[Task to complete]: Here are some records. Copy each one exactly.

Source records:

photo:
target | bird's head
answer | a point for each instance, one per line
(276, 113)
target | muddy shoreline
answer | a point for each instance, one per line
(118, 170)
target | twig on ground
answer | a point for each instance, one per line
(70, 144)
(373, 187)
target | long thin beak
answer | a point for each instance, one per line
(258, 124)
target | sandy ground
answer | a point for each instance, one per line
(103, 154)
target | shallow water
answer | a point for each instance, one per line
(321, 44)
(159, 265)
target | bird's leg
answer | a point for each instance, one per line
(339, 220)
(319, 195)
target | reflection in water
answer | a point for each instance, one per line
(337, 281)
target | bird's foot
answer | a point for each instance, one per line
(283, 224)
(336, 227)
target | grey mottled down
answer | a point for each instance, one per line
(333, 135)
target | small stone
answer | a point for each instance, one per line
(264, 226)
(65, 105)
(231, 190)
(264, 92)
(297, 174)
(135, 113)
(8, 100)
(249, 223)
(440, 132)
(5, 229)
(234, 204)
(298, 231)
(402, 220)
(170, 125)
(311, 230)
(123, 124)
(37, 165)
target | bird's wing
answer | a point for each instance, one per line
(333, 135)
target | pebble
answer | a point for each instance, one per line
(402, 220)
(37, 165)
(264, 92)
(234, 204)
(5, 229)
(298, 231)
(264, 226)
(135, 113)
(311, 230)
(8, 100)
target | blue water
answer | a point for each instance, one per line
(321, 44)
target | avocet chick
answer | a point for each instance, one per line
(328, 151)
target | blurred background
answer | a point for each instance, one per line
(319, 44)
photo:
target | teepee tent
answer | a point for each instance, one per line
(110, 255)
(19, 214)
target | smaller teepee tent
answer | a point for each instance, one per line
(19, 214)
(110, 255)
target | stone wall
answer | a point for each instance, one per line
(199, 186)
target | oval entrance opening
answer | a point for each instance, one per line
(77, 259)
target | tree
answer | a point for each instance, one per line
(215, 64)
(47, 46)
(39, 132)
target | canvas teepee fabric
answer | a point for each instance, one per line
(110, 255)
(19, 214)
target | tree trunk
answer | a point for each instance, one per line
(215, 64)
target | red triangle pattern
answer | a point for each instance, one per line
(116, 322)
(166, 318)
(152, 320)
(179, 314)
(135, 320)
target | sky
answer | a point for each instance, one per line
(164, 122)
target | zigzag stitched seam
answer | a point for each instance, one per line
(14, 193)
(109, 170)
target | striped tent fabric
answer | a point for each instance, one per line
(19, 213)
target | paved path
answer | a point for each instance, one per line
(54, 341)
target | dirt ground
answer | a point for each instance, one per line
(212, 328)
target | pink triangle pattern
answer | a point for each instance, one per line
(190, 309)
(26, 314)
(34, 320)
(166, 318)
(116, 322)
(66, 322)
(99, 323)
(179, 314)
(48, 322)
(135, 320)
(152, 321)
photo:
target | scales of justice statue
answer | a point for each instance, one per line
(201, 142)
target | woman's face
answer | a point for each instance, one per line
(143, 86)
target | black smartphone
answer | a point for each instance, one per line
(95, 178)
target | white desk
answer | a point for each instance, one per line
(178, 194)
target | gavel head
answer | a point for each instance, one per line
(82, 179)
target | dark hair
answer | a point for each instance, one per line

[Written response]:
photo:
target | bird's head
answer | a point for each instance, one per line
(276, 113)
target | muddy shoreline
answer | a point for each instance, one per line
(118, 170)
target | twig on ground
answer | a point for each instance, one per line
(70, 144)
(373, 187)
target | long thin beak
answer | a point for each instance, one per line
(258, 124)
target | sandy ground
answer | a point for each instance, one per line
(103, 154)
target | shallow water
answer | a point for each instance, one per line
(321, 44)
(159, 265)
target | bird's leg
answer | a point for each instance, one per line
(339, 220)
(319, 195)
target | reflection in water
answer | a point for each instance, one per line
(337, 281)
target | bird's foot
answer | a point for each instance, one per line
(283, 224)
(336, 227)
target | grey mottled down
answer | a point for each instance, one per line
(333, 135)
target | small stone
answer | a point for each instance, one per line
(264, 226)
(65, 105)
(231, 190)
(264, 92)
(297, 174)
(135, 113)
(8, 100)
(249, 223)
(440, 132)
(5, 229)
(234, 204)
(298, 231)
(402, 220)
(170, 125)
(311, 230)
(123, 124)
(37, 165)
target | bird's wing
answer | a point for each instance, one per line
(333, 135)
target | pebble
answer | a point for each instance, one per line
(402, 220)
(37, 165)
(264, 92)
(234, 204)
(5, 229)
(298, 231)
(264, 226)
(135, 113)
(311, 230)
(8, 100)
target | blue water
answer | a point for each instance, one per line
(321, 44)
target | avocet chick
answer | a point for each instance, one per line
(328, 151)
target | blurred background
answer | a point for each instance, one per line
(319, 44)
photo:
target | teepee tent
answer | a point for each instance, one per line
(110, 255)
(19, 214)
target | smaller teepee tent
answer | a point for each instance, one per line
(19, 214)
(110, 255)
target | stone wall
answer | a point for each instance, one per line
(199, 186)
target | oval entrance opening
answer | a point for each instance, one per line
(77, 259)
target | tree
answer | a point for each instance, one per line
(215, 64)
(47, 46)
(39, 132)
target | canvas teepee fabric
answer | a point for each instance, one per line
(110, 255)
(19, 214)
target | tree trunk
answer | a point for each instance, one per line
(215, 64)
target | red triangle pattern
answer | a point for each instance, one per line
(116, 322)
(166, 318)
(152, 320)
(179, 314)
(135, 320)
target | sky
answer | a point for each instance, one per line
(164, 122)
target | zigzag stitched seam
answer | a point for each instance, one per line
(14, 193)
(109, 170)
target | striped tent fabric
answer | a point for each instance, one per line
(19, 213)
target | paved path
answer | a point for each instance, one per line
(54, 341)
target | dirt ground
answer | a point for each instance, one per line
(212, 328)
target | pink triangle pattern
answer | a point for each instance, one per line
(190, 309)
(26, 314)
(34, 320)
(166, 318)
(116, 322)
(66, 322)
(99, 323)
(179, 314)
(48, 322)
(135, 320)
(152, 321)
photo:
target | scales of justice statue
answer | a point for each instance, one per line
(201, 142)
target | woman's face
answer | a point for each instance, one per line
(143, 86)
target | black smartphone
answer | a point for each instance, one per line
(95, 178)
target | white desk
answer | a point for each instance, one per line
(178, 194)
target | gavel head
answer | a point for each instance, one per line
(82, 179)
target | dark hair
answer | a point for each instance, one per line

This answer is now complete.